> **Work to be completed**
Could you extend the passage on government support for innovation, picking up right after its final sentence?

> **Selected passage**

In regard to Rutger's comment, it seems at odds with his public support for much shorter hours, which would necessarily involve a dramatic downturn in the amount of more that would be available. It is the promoting of more that underlies the continued push for longer working hours to fulfil the dual needs of being able to make those things, and having enough disposable income to buy them. However, the Universal Basic Income (UBI) would allow many more people to be innovative, though not necessarily have the means to make them widely available, but governments could help with that.

The article argues that the absence of government involvement in making innovations they have largely funded more widely available has basically allowed other countries to eat America's lunch, and that efforts like Operation Warp Speed, that got vaccines for Covid-19 made and distributed, provide a blueprint for how governments could be instrumental in bringing innovations to the masses while still allowing companies to make profits.

Lines from a data source
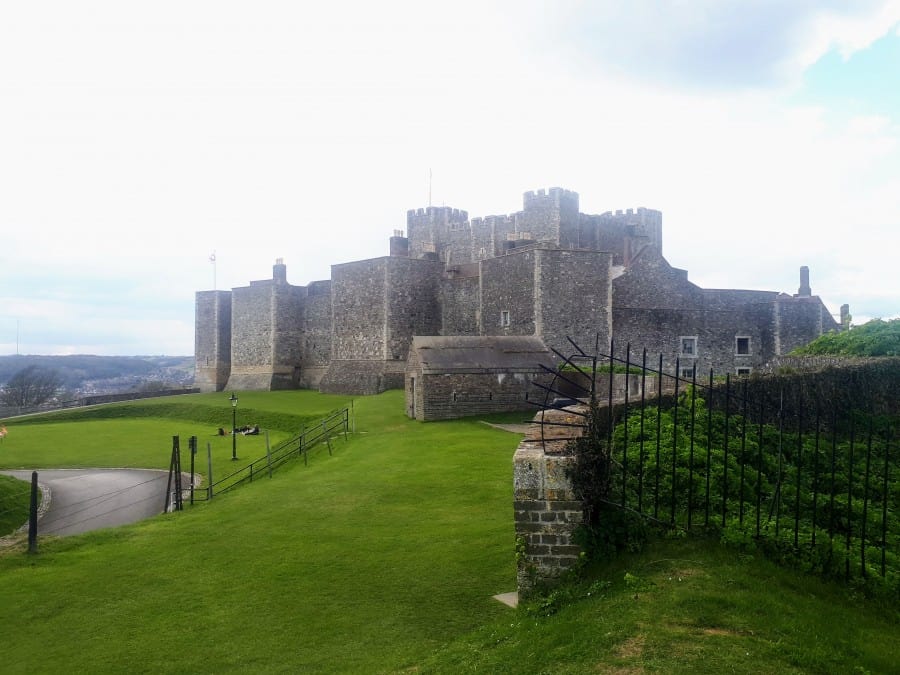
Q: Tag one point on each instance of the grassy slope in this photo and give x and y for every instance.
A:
(383, 558)
(139, 433)
(15, 496)
(686, 606)
(366, 560)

> **Task result**
What is worrying is that the article laments how progressives are supposedly stifling innovation by wanting to restrict rampant expansion of nuclear power and renewable technologies by limiting opportunities for companies to do whatever will get us these things faster. He laments that patents are not long enough or that testing should be shorter for us to get the pharmaceutical companies to get life-saving medicines to us.

These are spurious arguments because many limitations are in place because corporations and pharmaceutical companies have a known and extremely damaging history of putting people in peril and even killing them because they were trying to avoid the bothersome but necessary means of making them safer. Unfettering precautions to get to market is a proven recipe for disaster.

The better model for innovation is after governments have mainly funded the fundamental research, instead of handing it over to private companies to do with it what they will, or even stifle it, they could form partnerships with board-level representation so that they get a say in the development, manufacturing, distribution and pricing process, leading to better outcomes for their citizens and hopefully the world.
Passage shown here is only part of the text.